Primer : What happens if it actually works?
Shane Carruth’s feature film debut Primer was shot on a budget of $7000 (”the cost a used car”), which he wrote, directed, edited and starred in. It was shot on film (as opposed to digital) in Shane’s hometown in Texas, and indeed, the garage in which the guys work in their cable and components environment is Shane’s garage.
Primer is based around four guys (geeks, nerds, brainiacs, delete as applicable), who by day work for technlogy firms, buy by night they concentrate on their own pursuits: namely to invent things with the view to patenting and marketing. They work on a shoestring budget, having to take apart household appliances to get materials they need. Aaron (Shane Carruth) and Abe (David Sullivan) stumble upon a creation which, at first glance, appears to be some sort of anti-gravity machine which reduces an object’s mass. But, strangely, the machine excretes protein, coating its interior after a period of use. After they have it analysed, even more strangely, it’s found that there is too much present for the amount of time the machine has existed. Abe puts his watch in (both digital and analogue), and finds that the time ‘experienced’ by the watch doesn’t agree with time outside the box. They subsequently decide to keep quiet about it, wanting to pursue and investiage it more, before letting other people - that includes quietly ejecting the other two in their group, at least until they can work out what it is.
Based quite a bit of guess work, and logical thinking, Abe and Aaron come to the conclusion that the machine causes a time loop in which there are two ends: A and B. The A end is a point in time when the machine is turned on, the B end is the point the watch is placed in the machine. The watch is effectivlely bounced from B to A to B - with the possibility of entering at the B end (now), and emerging at the A end (when the machine was powered up). Without going into technicalities (it would spoil half of the mesmerising effect of the film), they build a bigger version- in which they can place themselves - making various calculations on how long they should have the machine switched on for, what paradoxes they should avoid and what they should and shouldn’t do to keep the timelines in order.

REQUIRED TASKS:
**a)** Answer these questions about the Primer review:
(i) What budget was Primer shot on?
(ii) What does the machine coat its interior with after a period of use?
(iii) What letters name the two ends of the time loop?
**b)** Carry on the Primer review from its last sentence.

Natural-language object grounding data
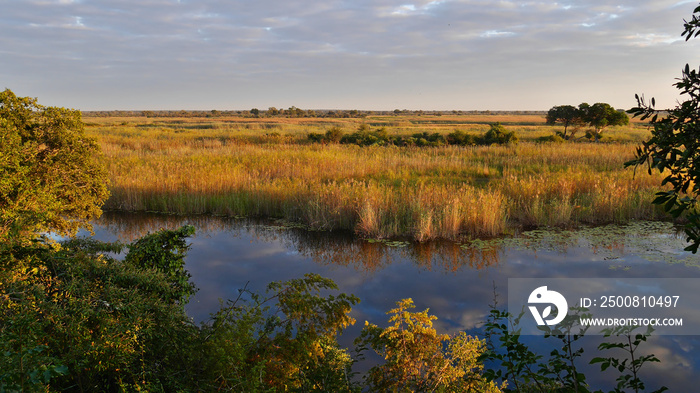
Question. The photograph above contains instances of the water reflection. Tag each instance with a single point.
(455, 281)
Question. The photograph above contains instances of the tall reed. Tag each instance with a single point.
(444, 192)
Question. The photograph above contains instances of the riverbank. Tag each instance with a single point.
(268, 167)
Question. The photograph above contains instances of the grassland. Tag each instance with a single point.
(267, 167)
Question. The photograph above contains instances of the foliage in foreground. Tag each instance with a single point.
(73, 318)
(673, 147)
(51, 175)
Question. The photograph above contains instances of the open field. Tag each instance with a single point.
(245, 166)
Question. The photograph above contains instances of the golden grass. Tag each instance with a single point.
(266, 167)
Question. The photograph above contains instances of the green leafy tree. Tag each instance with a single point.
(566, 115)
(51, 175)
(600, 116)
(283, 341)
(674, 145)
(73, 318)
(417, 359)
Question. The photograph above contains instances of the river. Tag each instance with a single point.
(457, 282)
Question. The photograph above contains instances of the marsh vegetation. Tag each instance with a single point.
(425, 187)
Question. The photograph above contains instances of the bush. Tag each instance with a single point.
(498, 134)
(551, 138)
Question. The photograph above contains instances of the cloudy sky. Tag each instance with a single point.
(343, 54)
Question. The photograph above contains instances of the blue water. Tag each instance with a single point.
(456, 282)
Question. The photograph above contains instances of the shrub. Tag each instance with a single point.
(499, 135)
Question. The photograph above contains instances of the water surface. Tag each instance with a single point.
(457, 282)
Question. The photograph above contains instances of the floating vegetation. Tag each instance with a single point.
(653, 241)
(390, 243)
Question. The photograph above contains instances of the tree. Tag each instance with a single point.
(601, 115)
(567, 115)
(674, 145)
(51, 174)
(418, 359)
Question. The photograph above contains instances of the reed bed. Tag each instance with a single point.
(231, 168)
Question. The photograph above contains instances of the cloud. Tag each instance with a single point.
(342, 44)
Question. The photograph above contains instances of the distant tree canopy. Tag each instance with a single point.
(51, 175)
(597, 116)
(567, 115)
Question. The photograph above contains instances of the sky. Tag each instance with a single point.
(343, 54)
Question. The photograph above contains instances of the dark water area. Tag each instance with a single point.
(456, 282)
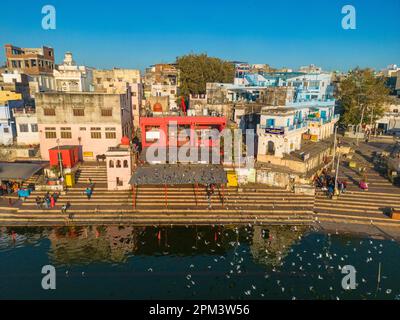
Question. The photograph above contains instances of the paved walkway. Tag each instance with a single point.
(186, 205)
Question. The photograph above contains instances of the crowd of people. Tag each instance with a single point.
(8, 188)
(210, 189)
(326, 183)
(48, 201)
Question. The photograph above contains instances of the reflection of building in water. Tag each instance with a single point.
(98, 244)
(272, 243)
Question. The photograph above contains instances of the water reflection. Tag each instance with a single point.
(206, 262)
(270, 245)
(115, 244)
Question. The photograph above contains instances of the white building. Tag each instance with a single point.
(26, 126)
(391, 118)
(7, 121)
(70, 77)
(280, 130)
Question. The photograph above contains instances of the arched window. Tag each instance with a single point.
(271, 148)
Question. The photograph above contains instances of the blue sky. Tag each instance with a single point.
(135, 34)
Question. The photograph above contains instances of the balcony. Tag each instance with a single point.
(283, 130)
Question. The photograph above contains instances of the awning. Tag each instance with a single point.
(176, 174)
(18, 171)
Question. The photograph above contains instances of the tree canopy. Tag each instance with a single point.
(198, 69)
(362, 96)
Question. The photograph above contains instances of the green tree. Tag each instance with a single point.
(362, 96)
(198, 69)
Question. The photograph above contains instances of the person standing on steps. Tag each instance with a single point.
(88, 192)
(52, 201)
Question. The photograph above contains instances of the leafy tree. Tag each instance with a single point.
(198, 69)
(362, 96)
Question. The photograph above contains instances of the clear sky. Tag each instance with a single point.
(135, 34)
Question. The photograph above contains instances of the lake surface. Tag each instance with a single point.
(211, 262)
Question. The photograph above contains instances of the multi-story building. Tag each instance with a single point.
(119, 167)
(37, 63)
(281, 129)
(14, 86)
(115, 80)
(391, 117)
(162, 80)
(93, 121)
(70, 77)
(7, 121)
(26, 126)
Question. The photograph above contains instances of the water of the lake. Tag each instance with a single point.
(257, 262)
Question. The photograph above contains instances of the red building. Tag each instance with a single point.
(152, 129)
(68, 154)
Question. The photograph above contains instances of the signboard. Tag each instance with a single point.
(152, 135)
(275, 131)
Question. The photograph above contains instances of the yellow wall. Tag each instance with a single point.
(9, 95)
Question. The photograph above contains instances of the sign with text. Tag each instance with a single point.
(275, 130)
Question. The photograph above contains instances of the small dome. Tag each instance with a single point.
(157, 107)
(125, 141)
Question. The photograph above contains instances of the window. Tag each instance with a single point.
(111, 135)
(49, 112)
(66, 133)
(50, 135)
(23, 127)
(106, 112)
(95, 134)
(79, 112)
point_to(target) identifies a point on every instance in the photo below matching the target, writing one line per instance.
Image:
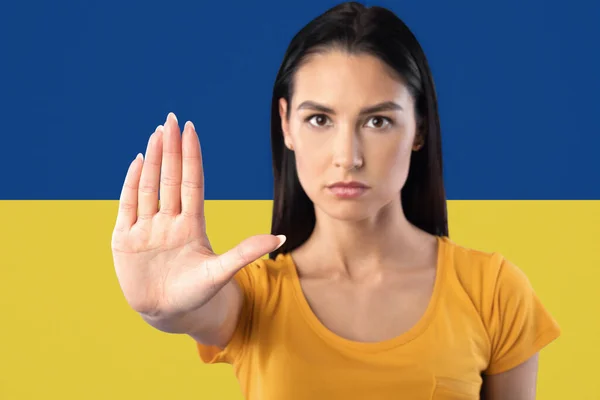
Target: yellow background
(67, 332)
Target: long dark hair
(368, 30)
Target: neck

---

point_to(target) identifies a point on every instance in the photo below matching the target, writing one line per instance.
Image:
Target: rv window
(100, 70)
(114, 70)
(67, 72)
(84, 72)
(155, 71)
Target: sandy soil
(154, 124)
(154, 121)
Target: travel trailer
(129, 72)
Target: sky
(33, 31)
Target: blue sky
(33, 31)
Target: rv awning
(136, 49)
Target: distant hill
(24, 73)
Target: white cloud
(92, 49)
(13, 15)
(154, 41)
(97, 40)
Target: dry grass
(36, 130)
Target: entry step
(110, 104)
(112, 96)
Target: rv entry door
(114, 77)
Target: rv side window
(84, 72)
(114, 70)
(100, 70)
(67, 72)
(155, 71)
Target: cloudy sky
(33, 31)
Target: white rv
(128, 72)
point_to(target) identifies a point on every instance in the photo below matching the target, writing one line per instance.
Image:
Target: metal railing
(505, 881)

==

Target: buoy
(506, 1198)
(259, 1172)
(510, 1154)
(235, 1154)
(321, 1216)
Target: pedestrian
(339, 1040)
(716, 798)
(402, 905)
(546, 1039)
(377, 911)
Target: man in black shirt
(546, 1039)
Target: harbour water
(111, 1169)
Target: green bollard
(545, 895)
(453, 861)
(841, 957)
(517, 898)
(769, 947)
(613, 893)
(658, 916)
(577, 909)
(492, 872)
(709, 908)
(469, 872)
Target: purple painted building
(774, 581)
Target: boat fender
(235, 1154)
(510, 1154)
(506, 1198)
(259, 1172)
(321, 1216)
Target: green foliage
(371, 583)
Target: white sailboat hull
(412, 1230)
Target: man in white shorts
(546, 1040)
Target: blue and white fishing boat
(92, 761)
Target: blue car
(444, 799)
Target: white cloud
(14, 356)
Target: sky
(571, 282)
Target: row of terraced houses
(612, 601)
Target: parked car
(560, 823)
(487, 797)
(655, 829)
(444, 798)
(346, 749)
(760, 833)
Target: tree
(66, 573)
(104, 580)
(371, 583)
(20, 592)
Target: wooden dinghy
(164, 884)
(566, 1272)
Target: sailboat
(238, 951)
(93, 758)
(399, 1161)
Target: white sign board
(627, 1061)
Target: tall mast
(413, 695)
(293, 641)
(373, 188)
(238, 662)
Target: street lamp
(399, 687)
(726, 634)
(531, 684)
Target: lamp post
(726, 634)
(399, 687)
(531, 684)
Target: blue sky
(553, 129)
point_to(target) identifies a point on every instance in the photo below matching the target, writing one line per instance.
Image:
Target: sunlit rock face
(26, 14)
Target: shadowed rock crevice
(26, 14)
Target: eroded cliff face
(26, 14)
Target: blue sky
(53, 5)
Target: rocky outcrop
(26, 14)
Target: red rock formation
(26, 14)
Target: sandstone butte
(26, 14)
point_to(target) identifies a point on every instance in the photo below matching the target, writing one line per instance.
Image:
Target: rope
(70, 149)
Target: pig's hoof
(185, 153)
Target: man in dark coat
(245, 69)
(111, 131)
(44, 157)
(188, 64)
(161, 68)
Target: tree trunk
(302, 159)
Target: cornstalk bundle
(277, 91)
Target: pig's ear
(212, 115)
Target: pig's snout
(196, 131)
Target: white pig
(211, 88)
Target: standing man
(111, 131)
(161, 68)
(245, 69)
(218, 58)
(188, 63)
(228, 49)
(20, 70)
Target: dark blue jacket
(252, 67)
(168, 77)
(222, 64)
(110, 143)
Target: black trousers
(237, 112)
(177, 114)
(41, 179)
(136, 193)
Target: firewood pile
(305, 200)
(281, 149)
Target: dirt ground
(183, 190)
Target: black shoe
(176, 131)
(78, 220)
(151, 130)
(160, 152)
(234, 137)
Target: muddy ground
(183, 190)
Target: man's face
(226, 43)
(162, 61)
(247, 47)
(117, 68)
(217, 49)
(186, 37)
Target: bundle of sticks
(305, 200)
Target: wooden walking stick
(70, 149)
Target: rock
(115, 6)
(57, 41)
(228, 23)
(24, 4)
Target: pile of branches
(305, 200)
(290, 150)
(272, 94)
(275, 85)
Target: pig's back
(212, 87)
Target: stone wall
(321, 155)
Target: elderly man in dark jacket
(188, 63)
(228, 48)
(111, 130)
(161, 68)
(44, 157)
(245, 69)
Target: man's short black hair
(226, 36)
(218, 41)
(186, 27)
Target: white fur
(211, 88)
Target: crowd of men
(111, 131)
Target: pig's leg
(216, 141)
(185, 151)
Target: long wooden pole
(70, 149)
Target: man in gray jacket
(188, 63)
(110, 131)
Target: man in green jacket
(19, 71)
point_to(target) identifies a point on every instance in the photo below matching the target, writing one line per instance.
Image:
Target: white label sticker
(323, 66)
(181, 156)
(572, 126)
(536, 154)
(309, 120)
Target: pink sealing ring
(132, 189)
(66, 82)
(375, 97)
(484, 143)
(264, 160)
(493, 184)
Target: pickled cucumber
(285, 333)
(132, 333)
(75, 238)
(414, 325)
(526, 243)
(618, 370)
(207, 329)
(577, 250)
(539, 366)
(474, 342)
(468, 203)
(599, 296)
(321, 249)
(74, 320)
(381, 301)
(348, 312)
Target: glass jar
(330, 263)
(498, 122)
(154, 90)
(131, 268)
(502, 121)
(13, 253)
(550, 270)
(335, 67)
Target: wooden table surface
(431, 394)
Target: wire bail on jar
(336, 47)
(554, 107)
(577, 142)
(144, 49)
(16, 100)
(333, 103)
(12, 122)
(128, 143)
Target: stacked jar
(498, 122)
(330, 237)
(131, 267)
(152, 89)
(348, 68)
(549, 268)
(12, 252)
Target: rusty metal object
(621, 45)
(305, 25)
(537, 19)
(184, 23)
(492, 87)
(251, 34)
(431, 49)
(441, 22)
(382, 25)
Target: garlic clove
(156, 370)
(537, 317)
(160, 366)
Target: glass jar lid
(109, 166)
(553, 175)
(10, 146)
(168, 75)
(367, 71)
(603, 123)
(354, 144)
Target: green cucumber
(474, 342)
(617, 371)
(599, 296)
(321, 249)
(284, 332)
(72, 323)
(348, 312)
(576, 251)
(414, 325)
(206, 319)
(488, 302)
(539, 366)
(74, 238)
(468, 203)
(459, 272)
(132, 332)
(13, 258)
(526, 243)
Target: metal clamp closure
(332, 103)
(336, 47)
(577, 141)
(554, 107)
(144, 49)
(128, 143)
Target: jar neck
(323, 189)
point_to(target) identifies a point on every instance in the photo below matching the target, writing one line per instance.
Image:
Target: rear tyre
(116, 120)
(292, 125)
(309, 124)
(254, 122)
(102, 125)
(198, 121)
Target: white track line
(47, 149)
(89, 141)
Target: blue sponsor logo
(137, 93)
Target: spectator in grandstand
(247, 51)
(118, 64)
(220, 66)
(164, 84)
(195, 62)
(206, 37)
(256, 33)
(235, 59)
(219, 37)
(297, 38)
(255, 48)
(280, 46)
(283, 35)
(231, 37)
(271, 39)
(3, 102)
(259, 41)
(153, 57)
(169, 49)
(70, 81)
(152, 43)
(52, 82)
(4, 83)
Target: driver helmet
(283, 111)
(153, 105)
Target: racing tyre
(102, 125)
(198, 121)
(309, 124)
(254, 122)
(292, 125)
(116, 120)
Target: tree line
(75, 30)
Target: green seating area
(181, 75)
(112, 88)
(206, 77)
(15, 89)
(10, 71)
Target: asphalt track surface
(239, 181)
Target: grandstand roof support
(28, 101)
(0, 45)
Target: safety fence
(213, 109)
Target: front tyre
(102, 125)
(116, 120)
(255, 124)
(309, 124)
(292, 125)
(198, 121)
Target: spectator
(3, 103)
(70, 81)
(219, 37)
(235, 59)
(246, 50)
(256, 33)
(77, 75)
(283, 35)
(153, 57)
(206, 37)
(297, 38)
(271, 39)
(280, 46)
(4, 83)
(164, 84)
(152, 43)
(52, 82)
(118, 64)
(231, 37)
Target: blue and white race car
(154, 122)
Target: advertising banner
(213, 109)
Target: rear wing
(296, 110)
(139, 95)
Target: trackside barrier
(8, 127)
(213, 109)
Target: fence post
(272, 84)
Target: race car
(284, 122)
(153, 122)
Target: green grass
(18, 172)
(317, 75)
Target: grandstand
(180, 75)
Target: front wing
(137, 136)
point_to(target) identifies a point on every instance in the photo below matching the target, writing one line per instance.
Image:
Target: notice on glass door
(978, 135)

SOLVED PROBLEMS:
**a)**
(i) $7000
(ii) Protein
(iii) A and B

**b)**
I wasn’t aware of this film until the beginning of this year and I understand it’s been through the film festivals and has won some awards: Grand Jury Award 2004 Sundance Film Festival / Alfred P. Sloan Award 2004 Sundance Film Festival.
The tag line at the top of the page is one of two which is used for the film. The other tag line: ‘If you always want what you can’t have, what do you want when you can have anything?’ doesn’t address the actual guts of the movie. It’s a by-product, they can go back in time and use their knowledge to, for example, get money buying and selling stocks. For me, the tagline at the top is the essence of the film, it’s the wonder of creating something which actually works (the reduction of mass), but then seeing a side effect of the creation (affecting time) as being the true wonder of it.
Towards the end of the movie, you really have to concentrate (without giving anything away) because time itself is changed, and certain timelines aren’t shown as they are wiped out by them looping back and replaying it. There’s a grainyness to the film, simply because the frames were blown up from their original size.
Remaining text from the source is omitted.